((
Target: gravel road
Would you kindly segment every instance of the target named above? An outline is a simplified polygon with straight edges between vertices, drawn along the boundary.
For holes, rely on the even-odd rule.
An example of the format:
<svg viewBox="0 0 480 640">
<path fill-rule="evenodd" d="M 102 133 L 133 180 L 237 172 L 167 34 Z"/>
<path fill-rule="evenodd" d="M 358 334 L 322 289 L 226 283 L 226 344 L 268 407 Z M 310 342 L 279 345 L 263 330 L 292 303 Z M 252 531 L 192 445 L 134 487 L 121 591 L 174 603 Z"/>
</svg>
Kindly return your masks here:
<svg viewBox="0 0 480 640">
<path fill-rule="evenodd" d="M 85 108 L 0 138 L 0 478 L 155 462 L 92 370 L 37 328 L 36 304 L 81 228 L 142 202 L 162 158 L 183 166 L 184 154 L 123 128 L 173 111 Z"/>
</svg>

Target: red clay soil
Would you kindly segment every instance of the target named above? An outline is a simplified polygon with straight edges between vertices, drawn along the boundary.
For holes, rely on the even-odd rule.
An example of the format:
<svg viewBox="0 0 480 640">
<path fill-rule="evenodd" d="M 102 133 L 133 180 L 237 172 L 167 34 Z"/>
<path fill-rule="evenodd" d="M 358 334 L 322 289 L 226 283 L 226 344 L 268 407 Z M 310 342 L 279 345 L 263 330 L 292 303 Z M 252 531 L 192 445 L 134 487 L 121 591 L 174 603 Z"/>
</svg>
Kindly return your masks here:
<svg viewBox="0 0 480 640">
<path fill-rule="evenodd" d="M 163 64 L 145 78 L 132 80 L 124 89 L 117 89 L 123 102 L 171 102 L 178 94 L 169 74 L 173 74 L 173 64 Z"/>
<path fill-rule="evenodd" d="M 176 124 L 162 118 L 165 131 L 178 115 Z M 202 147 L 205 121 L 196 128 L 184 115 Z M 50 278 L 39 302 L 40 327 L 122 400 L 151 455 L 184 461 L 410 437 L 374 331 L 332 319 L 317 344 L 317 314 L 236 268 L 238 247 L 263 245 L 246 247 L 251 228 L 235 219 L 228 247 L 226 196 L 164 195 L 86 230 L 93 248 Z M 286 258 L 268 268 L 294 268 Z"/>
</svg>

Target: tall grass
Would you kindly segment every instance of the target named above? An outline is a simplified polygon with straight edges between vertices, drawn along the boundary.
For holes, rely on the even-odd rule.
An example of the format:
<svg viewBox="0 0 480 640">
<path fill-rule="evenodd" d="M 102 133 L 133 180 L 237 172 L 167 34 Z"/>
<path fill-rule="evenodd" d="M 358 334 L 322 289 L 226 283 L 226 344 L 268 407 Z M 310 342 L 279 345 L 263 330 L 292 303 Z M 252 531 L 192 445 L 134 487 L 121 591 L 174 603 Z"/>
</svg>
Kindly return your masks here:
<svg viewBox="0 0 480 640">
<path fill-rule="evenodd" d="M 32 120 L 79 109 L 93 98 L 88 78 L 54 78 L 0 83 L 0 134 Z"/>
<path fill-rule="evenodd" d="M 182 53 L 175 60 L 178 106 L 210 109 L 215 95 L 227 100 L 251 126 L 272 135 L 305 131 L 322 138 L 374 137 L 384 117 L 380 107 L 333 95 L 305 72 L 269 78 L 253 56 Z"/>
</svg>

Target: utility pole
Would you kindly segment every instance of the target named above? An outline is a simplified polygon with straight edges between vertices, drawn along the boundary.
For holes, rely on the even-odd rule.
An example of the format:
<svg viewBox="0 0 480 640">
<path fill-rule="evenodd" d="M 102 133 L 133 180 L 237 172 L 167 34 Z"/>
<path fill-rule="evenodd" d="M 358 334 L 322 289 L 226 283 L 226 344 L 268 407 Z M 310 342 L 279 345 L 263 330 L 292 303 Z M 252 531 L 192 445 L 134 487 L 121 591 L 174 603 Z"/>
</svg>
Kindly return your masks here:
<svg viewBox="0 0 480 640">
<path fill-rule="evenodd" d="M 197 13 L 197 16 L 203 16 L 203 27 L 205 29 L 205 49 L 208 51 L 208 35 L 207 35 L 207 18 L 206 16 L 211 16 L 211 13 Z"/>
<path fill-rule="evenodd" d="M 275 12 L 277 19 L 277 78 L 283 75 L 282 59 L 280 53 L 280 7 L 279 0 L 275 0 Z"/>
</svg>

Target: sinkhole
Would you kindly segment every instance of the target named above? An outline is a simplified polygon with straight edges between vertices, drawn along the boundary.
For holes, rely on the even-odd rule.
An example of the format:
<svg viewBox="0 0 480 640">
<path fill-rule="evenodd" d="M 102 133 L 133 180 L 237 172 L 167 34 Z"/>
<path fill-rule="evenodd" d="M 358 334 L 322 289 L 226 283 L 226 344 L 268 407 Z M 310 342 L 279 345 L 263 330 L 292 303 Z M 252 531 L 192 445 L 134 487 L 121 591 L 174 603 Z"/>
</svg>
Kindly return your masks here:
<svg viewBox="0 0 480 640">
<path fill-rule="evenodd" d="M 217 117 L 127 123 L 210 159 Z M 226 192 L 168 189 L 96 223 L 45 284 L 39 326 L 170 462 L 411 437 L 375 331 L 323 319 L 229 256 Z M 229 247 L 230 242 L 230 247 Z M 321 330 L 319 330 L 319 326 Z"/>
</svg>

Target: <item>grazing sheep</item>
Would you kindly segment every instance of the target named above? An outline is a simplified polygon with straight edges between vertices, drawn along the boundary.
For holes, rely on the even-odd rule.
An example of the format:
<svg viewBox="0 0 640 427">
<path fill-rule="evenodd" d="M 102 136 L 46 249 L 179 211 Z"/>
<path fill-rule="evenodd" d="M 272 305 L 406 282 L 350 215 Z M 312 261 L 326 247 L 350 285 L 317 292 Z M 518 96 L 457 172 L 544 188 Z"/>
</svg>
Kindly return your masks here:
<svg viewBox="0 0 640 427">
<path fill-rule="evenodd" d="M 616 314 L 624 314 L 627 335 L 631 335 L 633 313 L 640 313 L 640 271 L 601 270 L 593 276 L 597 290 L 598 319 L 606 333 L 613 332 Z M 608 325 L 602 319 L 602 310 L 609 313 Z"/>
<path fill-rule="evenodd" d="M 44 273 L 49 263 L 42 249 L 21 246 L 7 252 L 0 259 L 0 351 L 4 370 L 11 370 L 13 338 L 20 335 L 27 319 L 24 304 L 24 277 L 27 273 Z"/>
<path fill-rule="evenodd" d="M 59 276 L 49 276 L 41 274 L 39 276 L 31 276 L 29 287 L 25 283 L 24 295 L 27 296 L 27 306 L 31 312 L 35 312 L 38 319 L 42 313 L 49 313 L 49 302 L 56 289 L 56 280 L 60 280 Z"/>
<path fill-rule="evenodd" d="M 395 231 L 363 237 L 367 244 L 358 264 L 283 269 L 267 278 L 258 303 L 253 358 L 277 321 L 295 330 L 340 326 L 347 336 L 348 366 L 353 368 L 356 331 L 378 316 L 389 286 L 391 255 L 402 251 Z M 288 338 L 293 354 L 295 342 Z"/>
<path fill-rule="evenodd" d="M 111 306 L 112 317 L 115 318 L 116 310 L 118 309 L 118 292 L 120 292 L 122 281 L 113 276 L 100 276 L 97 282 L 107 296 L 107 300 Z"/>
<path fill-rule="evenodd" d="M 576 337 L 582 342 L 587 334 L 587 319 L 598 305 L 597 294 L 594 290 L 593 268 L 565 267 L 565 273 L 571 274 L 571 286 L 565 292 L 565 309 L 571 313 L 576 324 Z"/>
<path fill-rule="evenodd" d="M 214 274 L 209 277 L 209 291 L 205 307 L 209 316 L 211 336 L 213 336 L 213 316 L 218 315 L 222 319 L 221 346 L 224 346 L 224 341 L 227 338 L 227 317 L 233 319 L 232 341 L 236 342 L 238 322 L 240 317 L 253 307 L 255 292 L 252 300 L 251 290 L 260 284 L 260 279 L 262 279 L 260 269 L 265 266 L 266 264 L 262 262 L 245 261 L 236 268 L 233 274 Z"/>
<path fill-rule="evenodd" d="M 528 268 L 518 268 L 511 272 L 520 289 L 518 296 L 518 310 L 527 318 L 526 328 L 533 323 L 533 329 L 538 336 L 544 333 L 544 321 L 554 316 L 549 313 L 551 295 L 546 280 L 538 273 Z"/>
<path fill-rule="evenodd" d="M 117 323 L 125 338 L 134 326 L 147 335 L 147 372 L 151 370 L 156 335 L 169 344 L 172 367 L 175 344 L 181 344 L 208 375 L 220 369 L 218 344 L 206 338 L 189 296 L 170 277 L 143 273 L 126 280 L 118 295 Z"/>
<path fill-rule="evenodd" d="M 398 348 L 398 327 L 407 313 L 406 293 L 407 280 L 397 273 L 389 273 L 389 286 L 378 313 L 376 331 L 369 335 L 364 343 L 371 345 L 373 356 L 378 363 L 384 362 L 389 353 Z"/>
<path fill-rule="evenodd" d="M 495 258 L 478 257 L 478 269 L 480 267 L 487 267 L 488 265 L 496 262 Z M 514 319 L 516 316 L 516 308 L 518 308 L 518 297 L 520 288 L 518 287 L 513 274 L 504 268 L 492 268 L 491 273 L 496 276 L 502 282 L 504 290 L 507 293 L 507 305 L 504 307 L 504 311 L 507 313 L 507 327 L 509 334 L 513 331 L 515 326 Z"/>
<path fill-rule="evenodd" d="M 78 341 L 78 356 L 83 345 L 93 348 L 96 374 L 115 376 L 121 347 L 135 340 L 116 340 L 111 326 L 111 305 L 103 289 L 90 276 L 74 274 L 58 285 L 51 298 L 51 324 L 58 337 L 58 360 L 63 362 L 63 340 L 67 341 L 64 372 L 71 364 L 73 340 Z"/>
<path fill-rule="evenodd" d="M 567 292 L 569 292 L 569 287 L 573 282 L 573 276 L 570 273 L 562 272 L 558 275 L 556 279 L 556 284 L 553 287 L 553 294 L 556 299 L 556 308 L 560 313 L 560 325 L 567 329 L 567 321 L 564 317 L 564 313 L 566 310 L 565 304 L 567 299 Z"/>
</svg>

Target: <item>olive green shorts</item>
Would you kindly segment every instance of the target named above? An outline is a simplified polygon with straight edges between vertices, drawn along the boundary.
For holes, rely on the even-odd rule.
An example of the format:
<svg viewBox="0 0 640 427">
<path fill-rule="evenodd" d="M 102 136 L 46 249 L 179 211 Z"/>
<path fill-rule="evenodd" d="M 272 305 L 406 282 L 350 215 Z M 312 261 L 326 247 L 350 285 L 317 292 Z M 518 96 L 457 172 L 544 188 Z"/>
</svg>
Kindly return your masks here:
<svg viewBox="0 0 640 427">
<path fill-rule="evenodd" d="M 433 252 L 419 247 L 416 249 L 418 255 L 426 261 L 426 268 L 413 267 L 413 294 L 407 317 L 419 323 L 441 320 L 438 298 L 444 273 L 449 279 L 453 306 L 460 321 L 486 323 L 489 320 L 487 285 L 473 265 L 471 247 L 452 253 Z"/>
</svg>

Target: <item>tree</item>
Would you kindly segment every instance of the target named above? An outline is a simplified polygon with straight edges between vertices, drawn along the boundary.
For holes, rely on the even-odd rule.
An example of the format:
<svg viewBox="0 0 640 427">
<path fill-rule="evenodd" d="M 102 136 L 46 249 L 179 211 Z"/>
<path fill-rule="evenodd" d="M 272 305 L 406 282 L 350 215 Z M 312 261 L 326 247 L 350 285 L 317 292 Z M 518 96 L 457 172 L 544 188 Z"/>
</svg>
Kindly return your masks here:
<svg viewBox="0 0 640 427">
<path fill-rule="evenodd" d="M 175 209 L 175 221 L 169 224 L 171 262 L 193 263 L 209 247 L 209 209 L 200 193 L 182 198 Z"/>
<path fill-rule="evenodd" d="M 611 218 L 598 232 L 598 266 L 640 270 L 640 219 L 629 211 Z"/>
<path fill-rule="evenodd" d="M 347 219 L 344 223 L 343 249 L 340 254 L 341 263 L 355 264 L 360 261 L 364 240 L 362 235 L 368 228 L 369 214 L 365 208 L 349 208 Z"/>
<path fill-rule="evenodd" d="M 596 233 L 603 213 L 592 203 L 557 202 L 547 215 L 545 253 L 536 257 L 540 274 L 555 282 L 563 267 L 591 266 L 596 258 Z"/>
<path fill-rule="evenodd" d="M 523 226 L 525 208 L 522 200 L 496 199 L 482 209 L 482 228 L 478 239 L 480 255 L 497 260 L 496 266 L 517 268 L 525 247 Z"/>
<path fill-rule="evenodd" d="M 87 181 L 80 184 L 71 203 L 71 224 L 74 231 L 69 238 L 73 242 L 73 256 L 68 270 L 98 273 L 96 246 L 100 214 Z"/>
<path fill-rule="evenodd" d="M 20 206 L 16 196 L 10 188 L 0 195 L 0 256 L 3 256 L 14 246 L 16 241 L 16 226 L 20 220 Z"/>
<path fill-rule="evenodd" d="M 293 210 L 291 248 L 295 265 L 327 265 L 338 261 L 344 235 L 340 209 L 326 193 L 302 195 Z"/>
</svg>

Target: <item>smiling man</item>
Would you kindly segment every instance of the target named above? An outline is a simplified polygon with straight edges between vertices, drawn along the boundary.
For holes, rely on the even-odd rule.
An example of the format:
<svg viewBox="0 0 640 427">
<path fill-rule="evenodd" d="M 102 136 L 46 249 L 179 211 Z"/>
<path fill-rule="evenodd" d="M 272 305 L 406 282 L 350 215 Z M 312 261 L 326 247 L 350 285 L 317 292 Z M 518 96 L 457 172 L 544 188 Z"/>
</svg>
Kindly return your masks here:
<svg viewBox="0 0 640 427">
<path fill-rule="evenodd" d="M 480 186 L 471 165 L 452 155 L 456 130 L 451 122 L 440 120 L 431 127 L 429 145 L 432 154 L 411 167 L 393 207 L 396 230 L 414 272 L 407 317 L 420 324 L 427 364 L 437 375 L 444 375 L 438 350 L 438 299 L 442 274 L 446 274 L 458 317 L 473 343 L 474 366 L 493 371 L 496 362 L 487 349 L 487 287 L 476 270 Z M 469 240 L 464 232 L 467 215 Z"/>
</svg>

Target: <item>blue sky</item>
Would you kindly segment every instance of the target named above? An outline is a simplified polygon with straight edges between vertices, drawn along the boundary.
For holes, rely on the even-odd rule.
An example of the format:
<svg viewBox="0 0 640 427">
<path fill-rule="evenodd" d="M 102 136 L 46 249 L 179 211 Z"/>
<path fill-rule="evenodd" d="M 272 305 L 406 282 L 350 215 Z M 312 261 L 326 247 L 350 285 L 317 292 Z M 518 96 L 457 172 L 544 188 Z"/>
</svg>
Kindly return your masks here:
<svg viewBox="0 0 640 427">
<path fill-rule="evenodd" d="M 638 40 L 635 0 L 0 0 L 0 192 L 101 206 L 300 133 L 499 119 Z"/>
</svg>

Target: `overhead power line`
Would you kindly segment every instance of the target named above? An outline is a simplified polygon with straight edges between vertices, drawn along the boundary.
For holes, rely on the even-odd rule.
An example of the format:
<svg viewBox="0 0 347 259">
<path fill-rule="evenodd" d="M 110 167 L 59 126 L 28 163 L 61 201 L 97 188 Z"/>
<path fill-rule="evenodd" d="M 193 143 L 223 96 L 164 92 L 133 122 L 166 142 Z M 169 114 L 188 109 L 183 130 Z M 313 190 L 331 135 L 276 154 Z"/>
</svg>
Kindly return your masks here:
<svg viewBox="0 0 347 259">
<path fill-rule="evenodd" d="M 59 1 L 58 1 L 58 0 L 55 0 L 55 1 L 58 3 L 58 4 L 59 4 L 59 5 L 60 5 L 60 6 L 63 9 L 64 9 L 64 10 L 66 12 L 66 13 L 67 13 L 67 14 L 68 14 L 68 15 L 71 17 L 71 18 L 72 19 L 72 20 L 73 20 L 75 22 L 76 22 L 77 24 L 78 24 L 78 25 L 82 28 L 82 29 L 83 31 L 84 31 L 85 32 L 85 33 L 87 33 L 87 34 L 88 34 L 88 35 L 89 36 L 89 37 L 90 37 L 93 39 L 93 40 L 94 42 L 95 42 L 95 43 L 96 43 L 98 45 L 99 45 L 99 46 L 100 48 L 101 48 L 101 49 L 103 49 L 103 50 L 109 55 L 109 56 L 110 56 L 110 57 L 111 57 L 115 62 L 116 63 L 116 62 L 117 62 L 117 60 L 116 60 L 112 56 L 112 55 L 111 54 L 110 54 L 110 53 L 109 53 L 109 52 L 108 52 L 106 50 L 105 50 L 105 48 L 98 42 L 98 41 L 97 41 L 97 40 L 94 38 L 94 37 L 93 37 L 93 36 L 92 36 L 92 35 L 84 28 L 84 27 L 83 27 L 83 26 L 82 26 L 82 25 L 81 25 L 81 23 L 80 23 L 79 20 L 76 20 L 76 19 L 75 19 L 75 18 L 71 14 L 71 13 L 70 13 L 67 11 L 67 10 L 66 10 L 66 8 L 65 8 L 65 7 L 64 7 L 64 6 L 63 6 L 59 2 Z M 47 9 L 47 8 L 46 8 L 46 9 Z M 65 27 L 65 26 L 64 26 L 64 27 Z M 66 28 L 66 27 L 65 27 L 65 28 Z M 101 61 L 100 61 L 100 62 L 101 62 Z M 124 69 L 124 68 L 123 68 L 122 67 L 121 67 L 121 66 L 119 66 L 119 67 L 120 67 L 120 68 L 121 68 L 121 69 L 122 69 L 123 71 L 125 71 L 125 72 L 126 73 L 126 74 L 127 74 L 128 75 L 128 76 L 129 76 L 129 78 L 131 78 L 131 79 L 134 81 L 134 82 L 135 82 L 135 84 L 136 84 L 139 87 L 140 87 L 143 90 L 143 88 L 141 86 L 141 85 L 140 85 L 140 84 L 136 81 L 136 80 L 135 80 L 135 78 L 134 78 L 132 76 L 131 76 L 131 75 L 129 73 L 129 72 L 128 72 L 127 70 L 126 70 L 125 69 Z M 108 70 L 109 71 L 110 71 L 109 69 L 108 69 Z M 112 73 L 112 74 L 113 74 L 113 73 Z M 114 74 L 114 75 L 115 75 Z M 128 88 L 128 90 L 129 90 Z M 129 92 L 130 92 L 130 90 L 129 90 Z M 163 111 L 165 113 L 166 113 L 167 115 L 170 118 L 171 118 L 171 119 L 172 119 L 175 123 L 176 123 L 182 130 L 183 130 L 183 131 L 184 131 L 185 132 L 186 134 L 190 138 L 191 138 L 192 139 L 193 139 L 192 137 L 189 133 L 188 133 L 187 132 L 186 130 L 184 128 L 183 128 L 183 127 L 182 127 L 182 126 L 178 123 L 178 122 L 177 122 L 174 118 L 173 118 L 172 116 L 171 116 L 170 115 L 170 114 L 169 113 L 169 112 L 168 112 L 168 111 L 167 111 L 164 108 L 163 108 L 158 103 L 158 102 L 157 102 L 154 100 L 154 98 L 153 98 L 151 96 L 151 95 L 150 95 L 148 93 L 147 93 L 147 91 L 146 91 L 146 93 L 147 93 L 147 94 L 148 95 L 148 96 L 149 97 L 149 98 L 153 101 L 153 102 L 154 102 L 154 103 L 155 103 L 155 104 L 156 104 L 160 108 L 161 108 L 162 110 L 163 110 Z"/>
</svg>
))
▶ _YOUR INSTRUCTIONS_
Reproduce everything in the entries from the line containing "Target: tall grass" down to the line containing "32 120 L 79", including both of those lines.

▶ _ANSWER FOR THE TASK_
Target: tall grass
Would you kindly segment every instance of the target named above? An outline is a simplified polygon with straight edges between vertices, drawn along the boundary.
For holes, rely on the even-odd rule.
An example of the format:
<svg viewBox="0 0 480 640">
<path fill-rule="evenodd" d="M 102 133 L 133 180 L 237 172 L 167 34 Z"/>
<path fill-rule="evenodd" d="M 358 334 L 322 289 L 226 283 L 226 344 L 268 407 Z M 310 342 L 279 345 L 263 330 L 292 303 Z M 252 531 L 192 445 L 134 487 L 121 591 L 174 603 Z"/>
</svg>
Kindly return your masks here:
<svg viewBox="0 0 480 640">
<path fill-rule="evenodd" d="M 32 120 L 79 109 L 93 98 L 88 78 L 54 78 L 0 83 L 0 134 Z"/>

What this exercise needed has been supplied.